| THE TASK |
Repeat the listing below word for word, without changing anything.

| RAW RECORDS |
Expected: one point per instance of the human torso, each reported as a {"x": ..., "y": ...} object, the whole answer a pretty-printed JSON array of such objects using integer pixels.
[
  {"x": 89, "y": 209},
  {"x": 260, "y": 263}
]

| PROBLEM SOLUTION |
Expected: one point per instance of the human torso, each reported as a {"x": ..., "y": ...} object, the whole answer a pretty-printed JSON array of such objects using integer pixels.
[
  {"x": 89, "y": 209},
  {"x": 260, "y": 263}
]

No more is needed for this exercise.